Records from a data collection »
┄┄┄┄┄┄┄┄┄┄┄┄┄┄┄┄┄┄┄┄

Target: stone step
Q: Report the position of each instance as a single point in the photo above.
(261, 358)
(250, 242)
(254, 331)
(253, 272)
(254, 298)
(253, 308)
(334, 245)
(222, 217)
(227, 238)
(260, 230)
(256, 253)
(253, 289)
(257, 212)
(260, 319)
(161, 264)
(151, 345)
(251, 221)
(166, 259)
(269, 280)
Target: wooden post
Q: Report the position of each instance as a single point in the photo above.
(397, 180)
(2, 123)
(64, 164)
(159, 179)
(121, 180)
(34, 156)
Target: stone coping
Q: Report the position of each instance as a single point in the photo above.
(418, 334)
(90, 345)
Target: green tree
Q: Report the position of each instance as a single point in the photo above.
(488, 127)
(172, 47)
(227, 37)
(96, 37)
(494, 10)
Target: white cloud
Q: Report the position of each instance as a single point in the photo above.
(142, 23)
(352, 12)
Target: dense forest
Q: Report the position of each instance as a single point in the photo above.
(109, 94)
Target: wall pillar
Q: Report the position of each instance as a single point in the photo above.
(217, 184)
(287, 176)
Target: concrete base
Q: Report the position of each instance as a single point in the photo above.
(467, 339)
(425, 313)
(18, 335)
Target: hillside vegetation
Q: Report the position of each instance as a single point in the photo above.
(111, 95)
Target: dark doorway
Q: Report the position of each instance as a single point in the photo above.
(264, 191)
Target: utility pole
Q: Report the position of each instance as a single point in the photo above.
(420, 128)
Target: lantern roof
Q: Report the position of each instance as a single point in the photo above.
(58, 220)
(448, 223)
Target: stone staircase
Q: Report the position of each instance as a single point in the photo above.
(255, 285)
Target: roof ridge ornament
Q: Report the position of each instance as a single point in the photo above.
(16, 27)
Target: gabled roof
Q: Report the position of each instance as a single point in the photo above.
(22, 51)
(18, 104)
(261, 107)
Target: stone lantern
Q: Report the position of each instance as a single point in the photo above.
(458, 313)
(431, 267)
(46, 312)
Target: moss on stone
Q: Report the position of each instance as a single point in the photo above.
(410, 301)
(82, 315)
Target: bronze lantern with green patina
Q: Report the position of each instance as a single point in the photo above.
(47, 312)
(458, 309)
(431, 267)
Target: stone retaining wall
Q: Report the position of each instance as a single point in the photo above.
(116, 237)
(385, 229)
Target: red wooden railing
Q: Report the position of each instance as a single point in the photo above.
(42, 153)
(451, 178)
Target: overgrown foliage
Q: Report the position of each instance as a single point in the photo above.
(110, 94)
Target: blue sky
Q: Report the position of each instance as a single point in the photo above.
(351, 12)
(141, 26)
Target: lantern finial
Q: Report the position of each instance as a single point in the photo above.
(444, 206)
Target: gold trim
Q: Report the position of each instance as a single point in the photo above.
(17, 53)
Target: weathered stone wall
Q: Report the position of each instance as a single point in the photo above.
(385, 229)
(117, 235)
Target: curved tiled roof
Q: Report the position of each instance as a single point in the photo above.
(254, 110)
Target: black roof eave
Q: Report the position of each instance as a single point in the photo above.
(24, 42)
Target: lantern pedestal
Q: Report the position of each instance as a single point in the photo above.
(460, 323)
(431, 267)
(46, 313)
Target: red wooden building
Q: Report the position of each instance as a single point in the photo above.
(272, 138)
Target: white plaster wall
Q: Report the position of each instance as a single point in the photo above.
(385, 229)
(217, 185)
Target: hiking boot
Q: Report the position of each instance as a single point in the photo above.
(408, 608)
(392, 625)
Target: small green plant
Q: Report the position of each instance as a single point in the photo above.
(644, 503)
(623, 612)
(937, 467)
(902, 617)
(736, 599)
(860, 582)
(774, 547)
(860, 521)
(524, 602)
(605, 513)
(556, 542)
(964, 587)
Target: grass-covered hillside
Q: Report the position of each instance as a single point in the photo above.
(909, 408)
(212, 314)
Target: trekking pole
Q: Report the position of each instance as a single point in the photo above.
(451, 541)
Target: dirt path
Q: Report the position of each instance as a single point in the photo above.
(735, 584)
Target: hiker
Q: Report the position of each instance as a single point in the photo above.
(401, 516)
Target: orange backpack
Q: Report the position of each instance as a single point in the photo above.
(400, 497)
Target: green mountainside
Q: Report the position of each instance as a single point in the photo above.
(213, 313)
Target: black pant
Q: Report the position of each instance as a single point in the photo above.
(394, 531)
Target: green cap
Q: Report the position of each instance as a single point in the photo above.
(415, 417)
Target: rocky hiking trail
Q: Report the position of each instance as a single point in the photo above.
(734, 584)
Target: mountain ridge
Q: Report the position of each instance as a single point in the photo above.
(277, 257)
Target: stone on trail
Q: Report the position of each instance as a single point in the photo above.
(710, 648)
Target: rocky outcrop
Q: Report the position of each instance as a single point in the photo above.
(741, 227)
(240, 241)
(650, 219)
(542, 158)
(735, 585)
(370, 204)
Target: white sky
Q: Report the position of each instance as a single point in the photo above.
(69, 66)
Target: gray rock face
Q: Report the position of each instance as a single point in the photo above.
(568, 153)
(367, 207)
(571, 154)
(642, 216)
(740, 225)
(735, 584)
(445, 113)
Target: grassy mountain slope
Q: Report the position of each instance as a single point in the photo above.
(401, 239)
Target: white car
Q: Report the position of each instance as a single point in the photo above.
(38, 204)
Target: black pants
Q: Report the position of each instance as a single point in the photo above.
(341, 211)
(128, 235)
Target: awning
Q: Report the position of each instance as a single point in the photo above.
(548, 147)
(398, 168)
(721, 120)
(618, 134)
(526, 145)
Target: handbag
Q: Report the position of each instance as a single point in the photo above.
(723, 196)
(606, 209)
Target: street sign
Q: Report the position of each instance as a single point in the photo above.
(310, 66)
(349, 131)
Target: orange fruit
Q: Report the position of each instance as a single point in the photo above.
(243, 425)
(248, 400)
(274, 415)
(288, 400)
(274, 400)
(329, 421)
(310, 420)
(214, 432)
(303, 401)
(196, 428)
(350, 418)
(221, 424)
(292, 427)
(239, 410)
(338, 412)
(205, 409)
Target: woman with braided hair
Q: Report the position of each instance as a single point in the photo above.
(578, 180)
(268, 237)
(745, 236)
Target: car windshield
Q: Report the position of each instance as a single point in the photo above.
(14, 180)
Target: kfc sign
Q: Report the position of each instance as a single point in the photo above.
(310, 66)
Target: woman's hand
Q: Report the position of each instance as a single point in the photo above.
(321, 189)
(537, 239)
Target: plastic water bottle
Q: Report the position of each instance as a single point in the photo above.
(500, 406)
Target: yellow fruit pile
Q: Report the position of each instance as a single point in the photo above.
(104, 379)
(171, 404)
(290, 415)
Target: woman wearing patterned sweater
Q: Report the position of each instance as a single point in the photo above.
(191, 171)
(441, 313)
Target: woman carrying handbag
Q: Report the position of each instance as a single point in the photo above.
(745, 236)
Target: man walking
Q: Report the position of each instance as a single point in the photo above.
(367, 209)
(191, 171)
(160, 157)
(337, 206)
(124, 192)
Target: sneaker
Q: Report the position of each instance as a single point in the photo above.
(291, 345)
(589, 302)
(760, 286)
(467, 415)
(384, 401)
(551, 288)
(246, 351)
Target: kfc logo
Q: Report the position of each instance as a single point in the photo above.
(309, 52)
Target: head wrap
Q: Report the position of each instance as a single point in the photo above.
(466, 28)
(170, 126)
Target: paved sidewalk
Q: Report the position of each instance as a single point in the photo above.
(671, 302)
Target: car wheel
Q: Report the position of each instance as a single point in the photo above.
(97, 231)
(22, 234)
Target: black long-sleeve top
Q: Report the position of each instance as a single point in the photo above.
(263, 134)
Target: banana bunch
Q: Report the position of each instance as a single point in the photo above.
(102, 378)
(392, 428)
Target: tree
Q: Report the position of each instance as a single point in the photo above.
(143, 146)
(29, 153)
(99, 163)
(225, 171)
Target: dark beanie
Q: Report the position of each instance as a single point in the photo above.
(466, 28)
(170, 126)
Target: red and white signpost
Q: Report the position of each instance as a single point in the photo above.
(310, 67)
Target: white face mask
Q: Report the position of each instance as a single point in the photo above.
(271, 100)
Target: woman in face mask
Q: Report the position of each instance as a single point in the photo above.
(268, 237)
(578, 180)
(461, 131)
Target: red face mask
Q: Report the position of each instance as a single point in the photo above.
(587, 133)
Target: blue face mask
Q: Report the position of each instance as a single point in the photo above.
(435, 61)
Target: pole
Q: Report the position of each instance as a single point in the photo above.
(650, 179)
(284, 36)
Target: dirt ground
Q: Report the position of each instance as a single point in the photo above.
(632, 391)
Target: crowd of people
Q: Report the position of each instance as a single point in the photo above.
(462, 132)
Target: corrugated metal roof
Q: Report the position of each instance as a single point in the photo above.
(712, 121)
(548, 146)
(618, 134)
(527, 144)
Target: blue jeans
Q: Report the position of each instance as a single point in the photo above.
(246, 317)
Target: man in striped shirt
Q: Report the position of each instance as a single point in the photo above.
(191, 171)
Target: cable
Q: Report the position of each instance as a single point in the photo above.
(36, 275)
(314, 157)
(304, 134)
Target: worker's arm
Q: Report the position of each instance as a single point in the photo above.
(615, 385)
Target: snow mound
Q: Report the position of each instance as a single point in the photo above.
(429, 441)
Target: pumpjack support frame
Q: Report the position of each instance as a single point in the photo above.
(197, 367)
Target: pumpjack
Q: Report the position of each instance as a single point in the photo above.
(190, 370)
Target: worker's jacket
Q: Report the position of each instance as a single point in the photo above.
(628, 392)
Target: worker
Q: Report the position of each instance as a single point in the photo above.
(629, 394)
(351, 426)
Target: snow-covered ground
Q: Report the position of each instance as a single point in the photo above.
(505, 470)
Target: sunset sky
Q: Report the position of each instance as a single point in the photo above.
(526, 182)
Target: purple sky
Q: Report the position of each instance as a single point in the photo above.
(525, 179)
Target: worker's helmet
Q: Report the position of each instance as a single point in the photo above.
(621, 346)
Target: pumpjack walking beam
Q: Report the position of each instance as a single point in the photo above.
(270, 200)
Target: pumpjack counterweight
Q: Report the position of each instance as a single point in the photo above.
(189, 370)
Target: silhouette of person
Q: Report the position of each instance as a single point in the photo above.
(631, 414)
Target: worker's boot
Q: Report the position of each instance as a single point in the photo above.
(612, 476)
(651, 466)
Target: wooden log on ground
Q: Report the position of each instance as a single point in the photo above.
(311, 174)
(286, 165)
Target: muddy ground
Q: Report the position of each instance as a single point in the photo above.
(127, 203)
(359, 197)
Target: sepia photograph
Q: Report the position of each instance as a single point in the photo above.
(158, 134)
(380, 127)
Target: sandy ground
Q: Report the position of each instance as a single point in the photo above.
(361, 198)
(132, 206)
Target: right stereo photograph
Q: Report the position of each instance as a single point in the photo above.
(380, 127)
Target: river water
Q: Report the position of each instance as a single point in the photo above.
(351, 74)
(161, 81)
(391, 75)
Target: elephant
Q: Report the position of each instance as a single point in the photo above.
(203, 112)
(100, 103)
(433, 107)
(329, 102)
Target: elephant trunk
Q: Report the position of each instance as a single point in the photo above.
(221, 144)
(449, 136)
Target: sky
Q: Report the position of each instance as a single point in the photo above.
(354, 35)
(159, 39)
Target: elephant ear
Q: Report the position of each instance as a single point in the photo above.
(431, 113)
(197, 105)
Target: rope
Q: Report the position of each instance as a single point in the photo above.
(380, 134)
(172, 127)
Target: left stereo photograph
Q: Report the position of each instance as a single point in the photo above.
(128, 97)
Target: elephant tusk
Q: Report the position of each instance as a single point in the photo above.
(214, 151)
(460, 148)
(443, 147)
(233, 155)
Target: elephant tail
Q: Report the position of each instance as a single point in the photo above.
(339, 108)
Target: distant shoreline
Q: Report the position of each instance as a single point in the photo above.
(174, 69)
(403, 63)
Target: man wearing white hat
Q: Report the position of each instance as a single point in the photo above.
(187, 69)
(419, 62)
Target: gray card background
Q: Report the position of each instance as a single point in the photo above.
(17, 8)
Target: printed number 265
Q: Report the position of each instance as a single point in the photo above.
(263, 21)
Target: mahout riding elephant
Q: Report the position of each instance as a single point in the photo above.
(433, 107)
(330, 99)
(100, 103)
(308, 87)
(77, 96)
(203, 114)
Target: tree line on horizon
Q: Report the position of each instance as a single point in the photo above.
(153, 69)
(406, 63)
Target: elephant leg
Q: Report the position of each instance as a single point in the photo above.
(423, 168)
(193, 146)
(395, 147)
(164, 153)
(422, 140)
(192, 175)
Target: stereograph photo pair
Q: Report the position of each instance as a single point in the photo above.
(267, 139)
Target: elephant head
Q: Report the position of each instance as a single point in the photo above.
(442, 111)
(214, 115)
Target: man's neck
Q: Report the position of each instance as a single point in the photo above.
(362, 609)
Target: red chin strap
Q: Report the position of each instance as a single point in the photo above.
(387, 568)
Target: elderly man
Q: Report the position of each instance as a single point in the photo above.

┄┄┄┄┄┄┄┄┄┄┄┄┄┄┄┄┄┄┄┄

Exercise directions »
Write down exactly the span of lines above from the one containing "Target: awning" to the one containing "Target: head wrap", both ends included.

The completed task »
Target: awning
Q: Report the position of each instance as a single point in the photo above.
(548, 147)
(398, 168)
(721, 120)
(618, 134)
(526, 145)
Target: handbag
Q: Report the position of each instance as a single point in the photo above.
(723, 196)
(606, 209)
Target: street sign
Q: Report the position of each instance as a single point in the photo above.
(310, 66)
(349, 131)
Target: orange fruit
Q: Report the position of each instance as a single point in the photo above.
(243, 425)
(248, 400)
(274, 415)
(288, 400)
(274, 400)
(329, 421)
(310, 420)
(214, 432)
(303, 401)
(196, 428)
(350, 418)
(221, 424)
(292, 427)
(239, 410)
(338, 412)
(205, 409)
Target: woman with braided hair
Q: Report the position of each instance as a single point in the photo above.
(578, 180)
(268, 237)
(745, 236)
Target: car windshield
Q: Report the position of each instance as a single point in the photo above.
(14, 180)
Target: kfc sign
Q: Report the position of each instance as a single point in the photo above.
(310, 66)
Target: woman's hand
Q: Report the position of each instance as a single point in the photo above.
(321, 189)
(537, 239)
Target: plastic water bottle
Q: Report the position of each instance as a single point in the photo above.
(500, 406)
Target: yellow fruit pile
Q: Report the position of each instance as a single point in the photo above.
(104, 379)
(171, 404)
(290, 415)
Target: woman wearing patterned sweater
Q: Report the position of each instance as a single point in the photo above.
(191, 171)
(441, 313)
Target: woman carrying handbag
Q: Report the position of each instance as a single point in the photo above.
(745, 236)
Target: man walking
Q: Report the position of each instance as a single point in the photo above.
(367, 209)
(191, 171)
(160, 157)
(337, 206)
(124, 192)
Target: sneaker
Q: Report the position of each instance as a single point in the photo above.
(291, 345)
(589, 302)
(760, 286)
(467, 415)
(384, 401)
(551, 288)
(246, 351)
Target: kfc logo
Q: Report the position of each instance as a single point in the photo above.
(309, 52)
Target: head wrap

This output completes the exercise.